### Records for the task

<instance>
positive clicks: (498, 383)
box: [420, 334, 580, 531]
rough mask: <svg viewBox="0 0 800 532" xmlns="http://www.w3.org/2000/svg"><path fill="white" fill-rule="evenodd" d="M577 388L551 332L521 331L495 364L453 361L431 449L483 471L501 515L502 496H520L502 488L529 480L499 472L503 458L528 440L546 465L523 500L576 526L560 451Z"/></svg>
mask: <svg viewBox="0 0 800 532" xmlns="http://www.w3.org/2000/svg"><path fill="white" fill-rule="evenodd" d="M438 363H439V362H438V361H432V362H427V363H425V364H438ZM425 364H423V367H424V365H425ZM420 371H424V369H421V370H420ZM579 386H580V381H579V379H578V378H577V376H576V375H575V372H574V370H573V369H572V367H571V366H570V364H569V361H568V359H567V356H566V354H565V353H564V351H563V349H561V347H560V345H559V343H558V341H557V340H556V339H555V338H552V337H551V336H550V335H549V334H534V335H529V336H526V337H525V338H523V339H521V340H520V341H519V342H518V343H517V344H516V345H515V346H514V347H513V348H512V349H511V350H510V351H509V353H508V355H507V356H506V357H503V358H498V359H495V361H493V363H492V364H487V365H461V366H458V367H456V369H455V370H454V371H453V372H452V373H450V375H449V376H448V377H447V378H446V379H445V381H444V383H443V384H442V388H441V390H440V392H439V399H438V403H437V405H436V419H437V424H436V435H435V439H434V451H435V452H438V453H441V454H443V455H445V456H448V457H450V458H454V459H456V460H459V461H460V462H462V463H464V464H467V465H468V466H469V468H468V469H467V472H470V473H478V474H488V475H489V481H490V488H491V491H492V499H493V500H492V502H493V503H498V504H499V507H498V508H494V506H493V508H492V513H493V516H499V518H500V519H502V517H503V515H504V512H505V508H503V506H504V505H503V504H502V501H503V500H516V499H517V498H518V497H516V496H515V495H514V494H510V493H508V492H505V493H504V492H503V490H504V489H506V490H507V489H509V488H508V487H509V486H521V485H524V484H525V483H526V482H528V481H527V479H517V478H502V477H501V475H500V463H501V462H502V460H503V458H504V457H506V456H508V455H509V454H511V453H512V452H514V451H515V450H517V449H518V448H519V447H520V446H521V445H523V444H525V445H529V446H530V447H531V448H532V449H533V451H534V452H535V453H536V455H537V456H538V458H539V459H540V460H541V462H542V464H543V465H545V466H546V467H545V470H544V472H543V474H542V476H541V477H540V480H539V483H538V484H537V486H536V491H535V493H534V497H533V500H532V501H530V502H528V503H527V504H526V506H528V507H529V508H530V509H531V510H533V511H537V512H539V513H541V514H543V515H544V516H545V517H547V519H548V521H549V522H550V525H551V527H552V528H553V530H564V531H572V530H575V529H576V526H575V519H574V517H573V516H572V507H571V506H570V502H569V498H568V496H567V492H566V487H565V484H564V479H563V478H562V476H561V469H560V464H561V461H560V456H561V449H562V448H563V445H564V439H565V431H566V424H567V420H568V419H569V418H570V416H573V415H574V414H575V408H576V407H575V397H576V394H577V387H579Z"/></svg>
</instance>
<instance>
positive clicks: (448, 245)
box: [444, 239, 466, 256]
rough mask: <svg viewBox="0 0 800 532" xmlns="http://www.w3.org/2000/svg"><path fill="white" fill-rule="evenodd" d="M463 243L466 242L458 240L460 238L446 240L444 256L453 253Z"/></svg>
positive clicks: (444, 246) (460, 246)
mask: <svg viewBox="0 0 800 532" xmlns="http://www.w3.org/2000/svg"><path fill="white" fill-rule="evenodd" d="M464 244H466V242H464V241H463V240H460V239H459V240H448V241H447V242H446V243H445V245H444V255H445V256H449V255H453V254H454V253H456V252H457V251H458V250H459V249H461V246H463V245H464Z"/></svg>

######

The problem: Copy the listing word for word, beginning at the line that contains "243L466 242L458 240L460" and going through the end of the listing.

Answer to the exercise:
rough mask: <svg viewBox="0 0 800 532" xmlns="http://www.w3.org/2000/svg"><path fill="white" fill-rule="evenodd" d="M463 243L466 242L458 240L460 238L446 240L444 256L453 253Z"/></svg>
positive clicks: (444, 246) (460, 246)
mask: <svg viewBox="0 0 800 532" xmlns="http://www.w3.org/2000/svg"><path fill="white" fill-rule="evenodd" d="M464 244H466V242H464V241H463V240H460V239H459V240H448V241H447V242H446V243H445V245H444V255H445V256H449V255H453V254H454V253H456V252H457V251H458V250H459V249H461V246H463V245H464Z"/></svg>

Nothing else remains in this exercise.